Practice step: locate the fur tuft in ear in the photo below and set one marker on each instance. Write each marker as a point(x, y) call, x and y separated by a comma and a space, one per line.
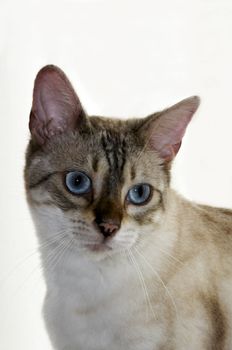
point(56, 107)
point(165, 130)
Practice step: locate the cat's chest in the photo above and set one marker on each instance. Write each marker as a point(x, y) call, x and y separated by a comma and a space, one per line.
point(100, 309)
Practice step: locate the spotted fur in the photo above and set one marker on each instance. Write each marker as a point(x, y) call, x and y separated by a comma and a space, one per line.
point(163, 280)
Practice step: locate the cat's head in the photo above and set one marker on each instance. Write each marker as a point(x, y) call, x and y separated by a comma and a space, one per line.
point(97, 182)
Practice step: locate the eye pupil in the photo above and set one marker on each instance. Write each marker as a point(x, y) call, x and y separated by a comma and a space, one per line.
point(139, 194)
point(78, 182)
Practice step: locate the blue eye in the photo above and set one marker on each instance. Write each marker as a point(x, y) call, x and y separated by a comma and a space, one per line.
point(139, 194)
point(77, 182)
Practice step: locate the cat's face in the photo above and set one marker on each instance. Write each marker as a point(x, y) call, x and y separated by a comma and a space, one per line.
point(97, 183)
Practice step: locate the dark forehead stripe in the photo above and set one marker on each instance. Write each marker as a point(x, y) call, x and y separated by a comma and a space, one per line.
point(114, 146)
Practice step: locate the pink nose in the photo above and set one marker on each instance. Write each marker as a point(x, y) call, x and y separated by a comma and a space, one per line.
point(108, 228)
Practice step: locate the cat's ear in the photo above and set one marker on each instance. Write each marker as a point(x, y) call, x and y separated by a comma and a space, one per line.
point(56, 107)
point(164, 131)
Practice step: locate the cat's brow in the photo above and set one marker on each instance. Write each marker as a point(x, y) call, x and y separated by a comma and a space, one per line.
point(41, 180)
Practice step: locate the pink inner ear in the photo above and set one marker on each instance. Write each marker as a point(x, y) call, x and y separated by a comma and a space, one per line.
point(56, 106)
point(169, 128)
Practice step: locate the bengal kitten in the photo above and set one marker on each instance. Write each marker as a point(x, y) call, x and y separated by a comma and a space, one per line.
point(128, 263)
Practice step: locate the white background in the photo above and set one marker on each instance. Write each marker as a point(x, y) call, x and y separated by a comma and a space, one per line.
point(125, 58)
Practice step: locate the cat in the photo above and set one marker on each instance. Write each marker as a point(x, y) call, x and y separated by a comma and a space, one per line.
point(128, 263)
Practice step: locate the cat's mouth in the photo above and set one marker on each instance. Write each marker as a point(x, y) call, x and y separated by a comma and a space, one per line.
point(99, 247)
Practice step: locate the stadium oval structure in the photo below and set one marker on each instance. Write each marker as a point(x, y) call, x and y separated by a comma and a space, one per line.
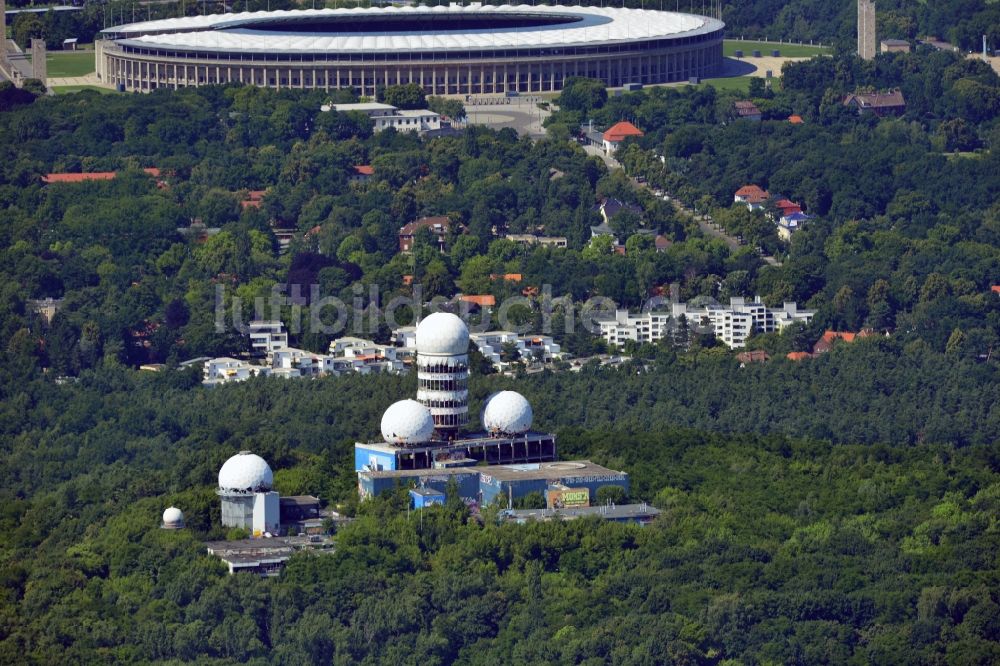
point(448, 50)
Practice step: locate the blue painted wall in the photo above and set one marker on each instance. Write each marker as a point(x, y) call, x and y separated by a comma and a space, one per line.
point(363, 456)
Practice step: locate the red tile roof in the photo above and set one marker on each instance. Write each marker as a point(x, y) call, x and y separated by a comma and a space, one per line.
point(752, 193)
point(746, 108)
point(825, 343)
point(754, 356)
point(483, 300)
point(788, 207)
point(619, 131)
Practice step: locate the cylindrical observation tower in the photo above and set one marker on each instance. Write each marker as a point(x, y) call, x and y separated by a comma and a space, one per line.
point(443, 371)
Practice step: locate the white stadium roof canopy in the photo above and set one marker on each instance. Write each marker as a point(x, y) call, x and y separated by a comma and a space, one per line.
point(236, 32)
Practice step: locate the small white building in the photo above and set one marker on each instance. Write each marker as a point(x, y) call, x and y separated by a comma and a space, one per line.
point(384, 116)
point(350, 354)
point(409, 121)
point(225, 369)
point(370, 109)
point(732, 325)
point(789, 224)
point(490, 344)
point(266, 337)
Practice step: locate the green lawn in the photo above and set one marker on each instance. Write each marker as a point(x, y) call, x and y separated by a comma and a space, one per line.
point(61, 64)
point(731, 46)
point(62, 90)
point(733, 83)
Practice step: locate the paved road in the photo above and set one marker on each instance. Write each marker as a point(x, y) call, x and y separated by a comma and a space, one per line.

++++++++++++++++++++

Give back the full listing verbatim, skipping each picture.

Practice step: locate the fur tuft in ear in the photo below and set one marker on each instance. Write each marker as a point(x, y) call, x and y separated by a comma and a space, one per line.
point(56, 107)
point(165, 130)
Practice step: locate the cat's chest in the photo above and set one marker on each instance. Write each marker as a point(x, y) call, x and y separated by a comma and a space, one per line.
point(100, 309)
Practice step: locate the spotted fur in the photo above and set one marker on each instance. Write each marker as a point(x, y) call, x and y separated by a comma and a space, one per line.
point(163, 280)
Practice step: locate the cat's head in the photo above and set one marker on each instance. Write each marker as a point(x, y) call, x and y separated by a comma and a space, one per line.
point(97, 182)
Practice step: locate the eye pupil in the photo above and set one marker on each instance. Write each marker as a point(x, y) call, x and y separated by a comma and a space, one per line.
point(139, 194)
point(78, 182)
Practice step: locate the blue eye in the photo above and set one marker on each instance. Write each marker as a point(x, y) call, x and y separated by a comma and a space, one per line.
point(139, 194)
point(77, 182)
Practice step: locate the cat's face in the photo above and set one marker on each instance. Write each marker as a point(x, y) call, x and y separated by a comma and a space, one per line.
point(97, 183)
Practice step: locate the dark forehead stripe in the photo above and set one marker on each instance. Write each marker as a point(x, y) call, x and y separated by a comma and a space, one per line.
point(114, 146)
Practice step: locate the pink nose in the photo above and set one marker on each instance. Write each marker as a point(x, y) call, x and y separated by a comma and a space, one per line.
point(108, 228)
Practice step: locate the cat's ear in the photo above and set one marker on each instance. Write each marker as a point(x, y) call, x and y separated by a comma and a space, one per line.
point(56, 107)
point(164, 131)
Practice step: locate the cat's brow in the photo above and set one marker on each instance. Write each marker as a point(x, y) call, x and y separated by a comma and a space, one per line.
point(41, 180)
Practice step: locate the pink inner ear in the photo above and set one marker on each instance. Write each marker as a point(x, y) call, x and y separated by a comma and a space, one per line.
point(56, 106)
point(169, 128)
Practice step: locate the bengal kitten in the photo above and set one marker on each instance. Write each marker as a point(x, y) call, x and y separated by a comma and a space, one per line.
point(128, 263)
Practice step: locate the white background in the photo above and set one marker on each instance. Write each marker as a point(x, y) call, x and y separated by a comma and a space, one per line.
point(125, 58)
Practice step: locate the cat in the photo above and set one marker on each instance. Write each marker as a point(x, y) call, x and y separated by a comma and a space, one per line.
point(128, 263)
Practice step: locate the cat's mouth in the photo above and set one marker on each instance. Write each marker as a point(x, y) call, x and y separated by a comma and a space, one per line.
point(99, 247)
Practice step: locate the stadium oval structure in the photo below and set one marker on each instance. Write each marker as a point(x, y) call, x and y separated by a comma and a space, one per line.
point(448, 50)
Practice step: locate the blue painted wall in the photo above and set one marker on each instance. Write each marker as a point(x, y) call, x and y separated by a comma and a space, one per line.
point(363, 456)
Practice step: locate the red tile roof in the photo above and set one marker on each instance. Write each marker as a point(x, y) call, x and y separated by a comma and a space, one per line.
point(752, 193)
point(746, 108)
point(825, 343)
point(754, 356)
point(483, 300)
point(788, 207)
point(619, 131)
Practice step: locate the cylindrical observation tower in the photo above and set one marker on each instance. Write each marker as a point(x, y) call, x and y separated by a comma and a space, one per line.
point(443, 371)
Practice step: locate the white stadium roof canopy in the photo above and set one marker on each instance. Write each marker as a point(x, y) call, x and y separated by a comma and a space, one per line.
point(236, 32)
Practice step: locate the small white building in the photo above and set one marker on each instance. Write each marker as a point(x, y) call, x and y separated by a comma and a space, one per line.
point(384, 116)
point(350, 354)
point(409, 121)
point(225, 369)
point(370, 109)
point(732, 325)
point(789, 224)
point(490, 344)
point(266, 337)
Practice step: locate the green lawn in the photo above and set one marker on each instance. Write each marker as a point(x, y) call, x and y separated by a comma and a space, one per line.
point(61, 64)
point(731, 46)
point(62, 90)
point(733, 83)
Practice step: locate the paved road in the photo above and set one marker on each instance. Write each marker as a point(x, y) call, x and y separated by a comma and a space, one per line.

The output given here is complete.